WHAT TO WORK ON » From the records below, extract every line that contains the string "storefront", matching case exactly.

>> BEGIN EXTRACTED RECORDS

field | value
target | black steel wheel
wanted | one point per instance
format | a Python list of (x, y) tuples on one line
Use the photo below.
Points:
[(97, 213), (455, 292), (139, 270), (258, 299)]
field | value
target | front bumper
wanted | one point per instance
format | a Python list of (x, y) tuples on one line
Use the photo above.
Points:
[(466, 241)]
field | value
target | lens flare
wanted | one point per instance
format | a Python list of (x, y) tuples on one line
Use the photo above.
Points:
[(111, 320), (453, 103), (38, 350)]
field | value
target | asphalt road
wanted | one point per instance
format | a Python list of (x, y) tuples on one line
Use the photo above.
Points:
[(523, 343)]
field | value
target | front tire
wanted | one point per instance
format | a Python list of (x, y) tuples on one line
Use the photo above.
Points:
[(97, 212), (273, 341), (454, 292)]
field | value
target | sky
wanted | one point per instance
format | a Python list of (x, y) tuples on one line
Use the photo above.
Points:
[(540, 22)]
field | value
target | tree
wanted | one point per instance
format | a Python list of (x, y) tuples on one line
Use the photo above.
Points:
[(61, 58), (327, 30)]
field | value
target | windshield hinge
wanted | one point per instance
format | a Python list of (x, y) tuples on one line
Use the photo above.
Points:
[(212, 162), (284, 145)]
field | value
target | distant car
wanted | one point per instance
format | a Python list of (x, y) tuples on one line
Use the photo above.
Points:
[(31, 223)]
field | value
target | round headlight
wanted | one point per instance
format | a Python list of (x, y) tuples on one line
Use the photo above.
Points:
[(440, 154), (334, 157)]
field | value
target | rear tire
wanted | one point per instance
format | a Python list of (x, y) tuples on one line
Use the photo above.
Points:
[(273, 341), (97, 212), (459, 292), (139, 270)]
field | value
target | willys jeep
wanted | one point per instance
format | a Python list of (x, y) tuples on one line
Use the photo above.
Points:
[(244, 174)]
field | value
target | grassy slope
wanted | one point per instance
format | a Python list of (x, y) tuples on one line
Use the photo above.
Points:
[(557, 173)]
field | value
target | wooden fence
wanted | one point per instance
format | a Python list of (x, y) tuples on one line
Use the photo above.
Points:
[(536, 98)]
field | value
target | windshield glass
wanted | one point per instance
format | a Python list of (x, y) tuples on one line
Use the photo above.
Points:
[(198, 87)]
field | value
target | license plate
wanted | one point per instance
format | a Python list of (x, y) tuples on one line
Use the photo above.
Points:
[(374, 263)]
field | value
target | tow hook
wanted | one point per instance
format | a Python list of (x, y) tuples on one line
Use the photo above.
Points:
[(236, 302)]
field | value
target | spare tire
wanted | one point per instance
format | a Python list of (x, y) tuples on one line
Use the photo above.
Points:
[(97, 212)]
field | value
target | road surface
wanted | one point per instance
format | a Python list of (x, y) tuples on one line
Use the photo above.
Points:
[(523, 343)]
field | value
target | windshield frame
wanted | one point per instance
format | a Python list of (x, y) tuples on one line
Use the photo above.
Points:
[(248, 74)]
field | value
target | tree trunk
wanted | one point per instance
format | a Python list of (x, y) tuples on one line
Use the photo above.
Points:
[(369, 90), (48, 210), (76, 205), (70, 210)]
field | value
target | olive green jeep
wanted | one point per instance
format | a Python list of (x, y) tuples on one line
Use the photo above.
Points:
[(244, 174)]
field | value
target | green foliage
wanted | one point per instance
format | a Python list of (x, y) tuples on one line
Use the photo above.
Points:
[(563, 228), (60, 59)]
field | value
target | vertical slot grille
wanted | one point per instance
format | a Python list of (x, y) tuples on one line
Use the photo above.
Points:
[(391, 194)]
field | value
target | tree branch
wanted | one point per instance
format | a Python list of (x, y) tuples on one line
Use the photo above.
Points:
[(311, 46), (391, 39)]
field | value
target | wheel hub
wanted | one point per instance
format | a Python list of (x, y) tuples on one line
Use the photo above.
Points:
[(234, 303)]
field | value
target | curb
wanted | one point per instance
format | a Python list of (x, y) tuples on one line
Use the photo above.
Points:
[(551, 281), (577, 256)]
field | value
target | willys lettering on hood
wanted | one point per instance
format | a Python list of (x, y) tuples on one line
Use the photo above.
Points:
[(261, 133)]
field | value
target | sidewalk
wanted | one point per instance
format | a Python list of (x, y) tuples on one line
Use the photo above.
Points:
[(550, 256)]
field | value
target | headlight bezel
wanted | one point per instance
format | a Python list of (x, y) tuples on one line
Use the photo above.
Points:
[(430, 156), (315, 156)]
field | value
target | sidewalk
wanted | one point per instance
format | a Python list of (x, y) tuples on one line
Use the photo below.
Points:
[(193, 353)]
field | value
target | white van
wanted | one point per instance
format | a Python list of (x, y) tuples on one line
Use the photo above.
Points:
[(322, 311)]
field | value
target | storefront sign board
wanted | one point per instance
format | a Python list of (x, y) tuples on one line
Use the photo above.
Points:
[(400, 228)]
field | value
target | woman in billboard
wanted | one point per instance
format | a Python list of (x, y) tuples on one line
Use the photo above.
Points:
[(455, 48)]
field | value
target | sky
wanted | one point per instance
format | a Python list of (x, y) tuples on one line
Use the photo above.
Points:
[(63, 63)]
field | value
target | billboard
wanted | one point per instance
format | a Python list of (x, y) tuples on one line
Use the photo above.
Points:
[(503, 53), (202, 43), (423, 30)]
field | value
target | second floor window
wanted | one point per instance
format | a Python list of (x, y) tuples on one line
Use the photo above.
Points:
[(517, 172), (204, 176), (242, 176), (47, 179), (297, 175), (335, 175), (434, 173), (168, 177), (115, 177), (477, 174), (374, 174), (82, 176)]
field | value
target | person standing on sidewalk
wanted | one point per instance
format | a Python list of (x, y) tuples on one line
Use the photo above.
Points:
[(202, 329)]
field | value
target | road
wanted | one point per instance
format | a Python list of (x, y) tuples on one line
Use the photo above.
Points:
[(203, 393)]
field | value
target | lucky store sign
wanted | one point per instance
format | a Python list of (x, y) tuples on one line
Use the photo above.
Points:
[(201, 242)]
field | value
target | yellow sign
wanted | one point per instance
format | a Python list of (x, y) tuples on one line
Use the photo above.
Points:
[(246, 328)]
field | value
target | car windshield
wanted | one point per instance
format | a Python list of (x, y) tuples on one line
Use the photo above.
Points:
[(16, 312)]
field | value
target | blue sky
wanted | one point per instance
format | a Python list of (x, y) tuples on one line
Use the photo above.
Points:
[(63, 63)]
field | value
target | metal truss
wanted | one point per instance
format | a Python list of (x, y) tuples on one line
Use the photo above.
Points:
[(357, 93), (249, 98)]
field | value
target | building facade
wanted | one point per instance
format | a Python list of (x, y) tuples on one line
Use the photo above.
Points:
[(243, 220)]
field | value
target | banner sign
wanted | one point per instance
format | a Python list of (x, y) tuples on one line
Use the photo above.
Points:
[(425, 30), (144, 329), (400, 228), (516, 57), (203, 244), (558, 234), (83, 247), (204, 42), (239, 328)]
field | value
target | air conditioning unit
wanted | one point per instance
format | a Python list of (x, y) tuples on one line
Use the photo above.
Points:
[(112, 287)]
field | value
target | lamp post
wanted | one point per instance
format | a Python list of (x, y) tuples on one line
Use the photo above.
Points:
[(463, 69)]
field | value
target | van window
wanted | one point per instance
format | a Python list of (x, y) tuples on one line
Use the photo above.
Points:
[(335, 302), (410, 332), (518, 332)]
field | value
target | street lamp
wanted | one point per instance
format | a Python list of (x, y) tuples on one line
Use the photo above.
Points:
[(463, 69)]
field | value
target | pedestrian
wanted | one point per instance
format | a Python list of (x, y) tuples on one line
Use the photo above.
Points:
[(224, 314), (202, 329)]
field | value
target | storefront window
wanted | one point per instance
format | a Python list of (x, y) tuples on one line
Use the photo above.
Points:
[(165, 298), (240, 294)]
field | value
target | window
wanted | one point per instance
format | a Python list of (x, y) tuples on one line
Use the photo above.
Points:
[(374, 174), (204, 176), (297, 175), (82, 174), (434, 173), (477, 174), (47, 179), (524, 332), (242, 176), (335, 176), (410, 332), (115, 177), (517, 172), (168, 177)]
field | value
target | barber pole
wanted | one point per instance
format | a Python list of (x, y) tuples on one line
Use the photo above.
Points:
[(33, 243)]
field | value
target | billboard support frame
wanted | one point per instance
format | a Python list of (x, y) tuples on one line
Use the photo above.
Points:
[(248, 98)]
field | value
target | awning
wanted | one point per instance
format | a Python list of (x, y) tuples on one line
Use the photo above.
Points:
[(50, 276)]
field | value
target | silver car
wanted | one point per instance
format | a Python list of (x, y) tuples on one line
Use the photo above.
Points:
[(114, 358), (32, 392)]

>> END EXTRACTED RECORDS

THE COMPLETED TASK »
target | storefront sign board
target | storefront window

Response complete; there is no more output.